* **Problem details**: From the line holding "If you could mark the tree" to the final line below, restate each line word for word and add nothing.

* **Data under study**:
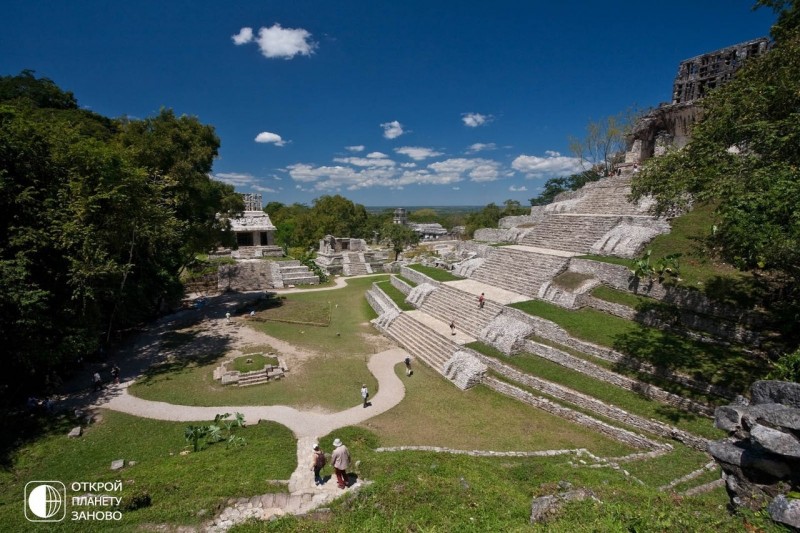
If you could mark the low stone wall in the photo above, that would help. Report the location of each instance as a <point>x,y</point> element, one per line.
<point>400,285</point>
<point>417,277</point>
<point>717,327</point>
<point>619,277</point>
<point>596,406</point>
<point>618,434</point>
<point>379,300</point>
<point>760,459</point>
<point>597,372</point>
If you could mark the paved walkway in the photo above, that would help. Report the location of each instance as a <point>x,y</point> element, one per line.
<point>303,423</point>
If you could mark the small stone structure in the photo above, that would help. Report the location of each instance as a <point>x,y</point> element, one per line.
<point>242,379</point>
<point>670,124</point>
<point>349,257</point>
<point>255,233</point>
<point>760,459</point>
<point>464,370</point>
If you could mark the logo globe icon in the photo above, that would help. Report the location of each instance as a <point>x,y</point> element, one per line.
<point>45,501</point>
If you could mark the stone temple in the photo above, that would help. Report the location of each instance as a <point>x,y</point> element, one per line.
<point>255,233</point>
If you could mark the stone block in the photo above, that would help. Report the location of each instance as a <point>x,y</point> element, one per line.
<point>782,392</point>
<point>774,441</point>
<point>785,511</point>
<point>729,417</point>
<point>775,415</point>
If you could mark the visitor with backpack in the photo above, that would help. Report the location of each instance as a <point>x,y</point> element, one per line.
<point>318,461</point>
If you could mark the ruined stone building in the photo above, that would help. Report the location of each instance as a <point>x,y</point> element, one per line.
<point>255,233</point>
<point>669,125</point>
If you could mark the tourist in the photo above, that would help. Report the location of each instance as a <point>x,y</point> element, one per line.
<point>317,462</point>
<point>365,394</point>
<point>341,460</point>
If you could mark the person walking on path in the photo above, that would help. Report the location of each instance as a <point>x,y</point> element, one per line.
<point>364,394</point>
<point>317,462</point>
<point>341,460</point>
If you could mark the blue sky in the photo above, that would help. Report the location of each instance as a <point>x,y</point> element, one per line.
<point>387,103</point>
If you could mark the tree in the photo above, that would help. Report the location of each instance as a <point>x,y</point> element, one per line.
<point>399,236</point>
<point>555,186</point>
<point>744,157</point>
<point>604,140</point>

* **Answer to the exercise**:
If you could mark the tree in the photo above, that would help. Report the location of each instance as a <point>x,y</point> element, one per line.
<point>399,236</point>
<point>555,186</point>
<point>744,157</point>
<point>604,140</point>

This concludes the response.